■ **Written exercise**
Render the material from the line with "We need ground-truth boxes for crow's" up to and including the line with "[76,391,156,463]" as a two-column CSV with the columns request and boxes. Give one row for each request, with its text and its answer each in one quoted field and line breaks turned into spaces.

■ **Input rows**
** Begin **

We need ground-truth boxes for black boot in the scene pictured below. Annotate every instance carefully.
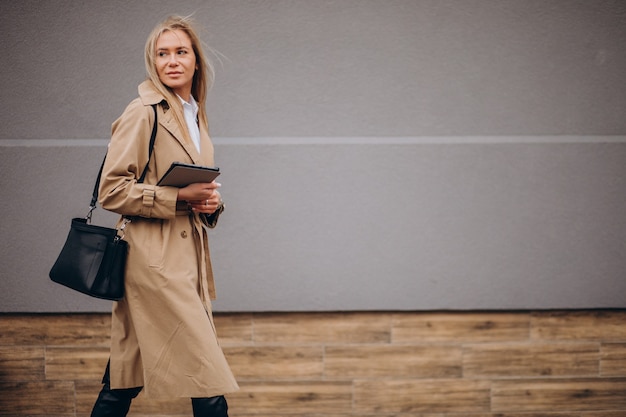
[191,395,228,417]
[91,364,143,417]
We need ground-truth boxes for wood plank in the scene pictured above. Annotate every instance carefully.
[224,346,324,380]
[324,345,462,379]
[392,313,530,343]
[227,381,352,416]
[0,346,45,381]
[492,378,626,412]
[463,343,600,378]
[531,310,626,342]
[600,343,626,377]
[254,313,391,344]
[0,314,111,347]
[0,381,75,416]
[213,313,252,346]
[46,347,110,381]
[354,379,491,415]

** End **
** Begin **

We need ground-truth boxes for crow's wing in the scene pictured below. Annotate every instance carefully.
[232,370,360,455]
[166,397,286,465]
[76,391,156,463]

** End **

■ **Reply**
request,boxes
"We need ground-truth boxes for crow's wing in the scene pictured below. Annotate every instance carefully.","[232,370,360,455] [166,397,286,465] [76,391,156,463]"